__Brief__.
Return all entries precisely as they stand, without the images.

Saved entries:
Start of Block
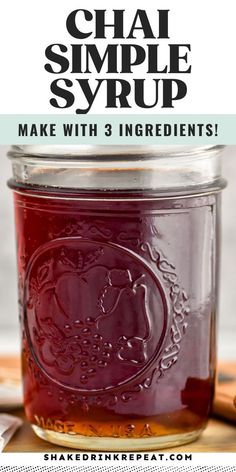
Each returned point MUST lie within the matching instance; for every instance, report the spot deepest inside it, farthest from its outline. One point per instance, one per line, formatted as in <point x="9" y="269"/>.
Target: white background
<point x="28" y="27"/>
<point x="9" y="337"/>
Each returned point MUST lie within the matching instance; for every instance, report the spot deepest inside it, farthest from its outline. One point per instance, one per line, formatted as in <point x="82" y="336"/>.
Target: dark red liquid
<point x="117" y="301"/>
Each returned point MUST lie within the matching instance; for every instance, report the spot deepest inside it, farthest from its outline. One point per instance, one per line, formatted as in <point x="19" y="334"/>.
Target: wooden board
<point x="219" y="436"/>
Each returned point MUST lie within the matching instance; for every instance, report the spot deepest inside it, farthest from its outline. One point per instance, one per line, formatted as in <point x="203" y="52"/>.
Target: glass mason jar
<point x="118" y="251"/>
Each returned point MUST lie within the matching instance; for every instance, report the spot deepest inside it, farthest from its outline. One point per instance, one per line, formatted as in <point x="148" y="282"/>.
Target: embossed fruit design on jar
<point x="117" y="257"/>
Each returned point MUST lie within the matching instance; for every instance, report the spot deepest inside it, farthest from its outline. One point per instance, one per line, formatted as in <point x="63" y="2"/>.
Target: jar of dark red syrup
<point x="118" y="252"/>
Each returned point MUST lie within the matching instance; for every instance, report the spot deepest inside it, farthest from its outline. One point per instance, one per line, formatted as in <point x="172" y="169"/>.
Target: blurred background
<point x="9" y="333"/>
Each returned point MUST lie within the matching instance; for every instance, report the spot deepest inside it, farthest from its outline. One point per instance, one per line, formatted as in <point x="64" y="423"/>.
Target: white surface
<point x="209" y="26"/>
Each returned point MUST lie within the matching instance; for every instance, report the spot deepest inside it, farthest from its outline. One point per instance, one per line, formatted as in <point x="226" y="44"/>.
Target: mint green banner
<point x="118" y="129"/>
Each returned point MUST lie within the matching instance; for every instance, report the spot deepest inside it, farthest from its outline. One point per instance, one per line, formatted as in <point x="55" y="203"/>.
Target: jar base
<point x="89" y="443"/>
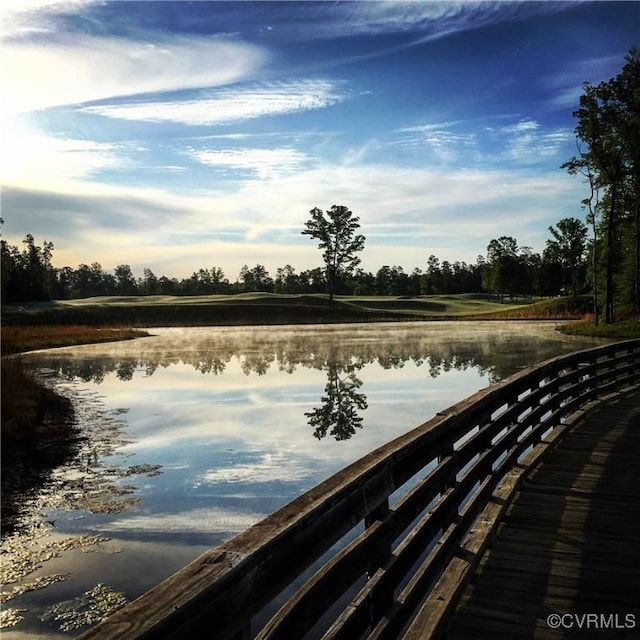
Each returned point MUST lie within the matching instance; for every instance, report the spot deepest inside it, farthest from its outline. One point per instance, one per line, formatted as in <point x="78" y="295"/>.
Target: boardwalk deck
<point x="569" y="543"/>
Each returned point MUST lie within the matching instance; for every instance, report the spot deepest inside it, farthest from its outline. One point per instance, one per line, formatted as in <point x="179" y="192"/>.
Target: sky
<point x="184" y="135"/>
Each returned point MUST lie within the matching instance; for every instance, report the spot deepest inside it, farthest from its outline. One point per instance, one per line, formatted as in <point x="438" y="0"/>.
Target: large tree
<point x="607" y="130"/>
<point x="569" y="245"/>
<point x="336" y="230"/>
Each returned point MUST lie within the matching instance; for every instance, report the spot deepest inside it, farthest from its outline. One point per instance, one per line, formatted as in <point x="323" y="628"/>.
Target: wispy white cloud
<point x="231" y="105"/>
<point x="88" y="68"/>
<point x="527" y="142"/>
<point x="431" y="20"/>
<point x="20" y="18"/>
<point x="264" y="163"/>
<point x="34" y="159"/>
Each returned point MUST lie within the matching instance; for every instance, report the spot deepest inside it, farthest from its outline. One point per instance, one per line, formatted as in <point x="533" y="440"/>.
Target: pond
<point x="192" y="435"/>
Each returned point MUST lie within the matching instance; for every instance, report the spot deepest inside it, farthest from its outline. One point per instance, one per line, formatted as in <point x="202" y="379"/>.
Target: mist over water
<point x="194" y="434"/>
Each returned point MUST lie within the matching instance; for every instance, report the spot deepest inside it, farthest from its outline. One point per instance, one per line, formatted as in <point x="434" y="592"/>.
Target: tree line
<point x="606" y="264"/>
<point x="28" y="274"/>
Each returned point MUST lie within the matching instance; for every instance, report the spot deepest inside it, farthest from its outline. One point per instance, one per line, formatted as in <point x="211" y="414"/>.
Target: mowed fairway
<point x="258" y="308"/>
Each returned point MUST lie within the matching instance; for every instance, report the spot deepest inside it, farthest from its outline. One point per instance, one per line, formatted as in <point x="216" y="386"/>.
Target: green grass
<point x="621" y="330"/>
<point x="259" y="308"/>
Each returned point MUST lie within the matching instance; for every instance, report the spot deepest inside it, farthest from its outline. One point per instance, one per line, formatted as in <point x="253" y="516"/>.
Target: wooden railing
<point x="385" y="528"/>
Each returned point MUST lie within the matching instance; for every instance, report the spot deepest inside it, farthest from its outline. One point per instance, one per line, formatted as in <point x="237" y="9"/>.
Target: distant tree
<point x="501" y="266"/>
<point x="608" y="135"/>
<point x="149" y="284"/>
<point x="336" y="232"/>
<point x="126" y="284"/>
<point x="256" y="279"/>
<point x="286" y="280"/>
<point x="569" y="242"/>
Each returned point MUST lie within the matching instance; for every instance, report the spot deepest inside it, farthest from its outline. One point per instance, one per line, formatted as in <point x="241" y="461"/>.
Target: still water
<point x="193" y="434"/>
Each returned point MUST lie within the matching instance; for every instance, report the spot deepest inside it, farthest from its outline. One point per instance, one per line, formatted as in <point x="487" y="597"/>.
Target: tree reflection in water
<point x="495" y="350"/>
<point x="338" y="413"/>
End of Block
__Task result__.
Each returned point MUST lie within the matching instance; for every instance, report the spot deepest inside it, farthest from its outline. One point per instance, one per line, formatted as in <point x="9" y="269"/>.
Target: white background
<point x="28" y="27"/>
<point x="9" y="337"/>
Each returned point MUST lie within the matching instance; for every instance, report the spot deepest inside it, farthest from its outline. One point per instance, one per line, formatted as in <point x="82" y="336"/>.
Target: dark red liquid
<point x="117" y="301"/>
Each returned point MUST lie within the matching instance; for every instance, report the spot deepest inside it, farthest from its outline. One point per instance, one per line, formatted as in <point x="19" y="334"/>.
Target: wooden board
<point x="219" y="436"/>
Each returned point MUST lie within the matching instance; for every instance, report the spot deepest inside it, farthest from its outline. One point per instance, one per line, formatted as in <point x="203" y="52"/>.
Target: glass mason jar
<point x="118" y="251"/>
Each returned point MUST lie within the matching instance; for every instance, report the spot deepest inside it, farthest from its outline. One point per instance, one per line, formatted as in <point x="148" y="282"/>.
Target: embossed fruit design on jar
<point x="117" y="257"/>
Each returned point MUST lie within the matching instance; for every instance, report the spot deepest inside it, farthest from its outline. One point per instance, one per line, formatted as in <point x="63" y="2"/>.
Target: jar of dark red syrup
<point x="118" y="252"/>
Each returned point MUST lie within the matching instance; for every instance, report the spot deepest inside it, farthest from its outline. One point per instance, one per line, formatted as in <point x="172" y="169"/>.
Target: blurred background
<point x="9" y="333"/>
Each returned point MUST lie within the matching instance; for every instance, report the spot deepest inside it, farthest from its outline. One point per instance, one per line, formatted as in <point x="64" y="423"/>.
Target: white surface
<point x="209" y="26"/>
Each returned point MUST lie within the matching instance; for every instance, report the spot deepest inside it, farthest from its outline. One point per instance, one per line, formatted as in <point x="226" y="44"/>.
Target: mint green banner
<point x="118" y="129"/>
Each returned point MUST lie within the matching instance; for every instance, report the spot deepest inside it, farthest from its outline. One point per instance, one per line, formatted as in <point x="55" y="203"/>.
Target: jar base
<point x="89" y="443"/>
Each returned point MUST lie within the matching instance; for every instance, report the spot deepest inside it, farthest from its outline. One point per instance, one per line, formatted as in <point x="78" y="295"/>.
Target: boardwalk deck
<point x="569" y="543"/>
Each returned point MUST lie within the matching instance; for every instance, report the spot deepest inside it, farthest from its outline. One point per instance, one per line, formatted as in <point x="179" y="192"/>.
Target: sky
<point x="184" y="135"/>
Each returned point MUST lie within the matching instance; for every instance, report the spot deepest inside it, farthest from its outline. One point per instance, one per line, formatted as in <point x="438" y="0"/>.
Target: large tree
<point x="607" y="130"/>
<point x="569" y="245"/>
<point x="336" y="230"/>
Each returned point MUST lie within the matching instance; for every instance, report the spot deepest inside it, farthest from its outline. One point per instance, one per line, formatted as in <point x="323" y="628"/>.
Target: wispy white cloud
<point x="231" y="105"/>
<point x="88" y="68"/>
<point x="527" y="142"/>
<point x="431" y="20"/>
<point x="20" y="18"/>
<point x="264" y="163"/>
<point x="34" y="159"/>
Each returned point MUST lie within the matching instance; for every instance, report the spot deepest inside it, farthest from its outline. One point per instance, one per line, formatted as in <point x="533" y="440"/>.
Target: pond
<point x="192" y="435"/>
Each returned point MUST lie within the matching instance; for every instance, report the spot deepest inside it, farthest from its outline. One point per instance, one per line, formatted as in <point x="202" y="379"/>.
Target: mist over water
<point x="194" y="434"/>
Each returned point MUST lie within the matching instance; for every instance, report the spot deepest inside it, farthest from its outline. One point per instance, one per line, formatted as in <point x="434" y="592"/>.
Target: tree line
<point x="606" y="264"/>
<point x="28" y="274"/>
Each returned point MUST lie within the matching instance; for every instance, report the spot deepest inside it, farthest from its outline. One point per instance, one per line, formatted as in <point x="211" y="414"/>.
Target: mowed fairway
<point x="258" y="308"/>
Each returned point MUST lie within the matching instance; for every instance, report the spot deepest inside it, farthest from its outline. One point per instance, one per line, formatted as in <point x="216" y="386"/>.
Target: green grass
<point x="621" y="330"/>
<point x="259" y="308"/>
Each returned point MUST lie within the matching instance; for every instance, report the spot deepest inside it, farthest from its outline. One point per instance, one per line, formatted as in <point x="253" y="516"/>.
Target: wooden railing
<point x="385" y="528"/>
Each returned point MUST lie within the matching instance; for every instance, report the spot deepest inside it, farthest from its outline. One point per instance, one per line, formatted as in <point x="237" y="9"/>.
Target: distant tree
<point x="501" y="266"/>
<point x="608" y="135"/>
<point x="149" y="284"/>
<point x="336" y="232"/>
<point x="126" y="284"/>
<point x="256" y="279"/>
<point x="286" y="280"/>
<point x="569" y="242"/>
Each returned point MUST lie within the matching instance; for every instance, report the spot deepest inside it, farthest from its outline. One point per instance, one per line, formatted as in <point x="241" y="461"/>.
Target: still water
<point x="193" y="434"/>
Each returned point MUST lie within the matching instance; for every instance, report the spot deepest inside it, farthest from its outline. One point per instance, one per line, formatted as in <point x="487" y="597"/>.
Target: tree reflection in water
<point x="495" y="350"/>
<point x="338" y="413"/>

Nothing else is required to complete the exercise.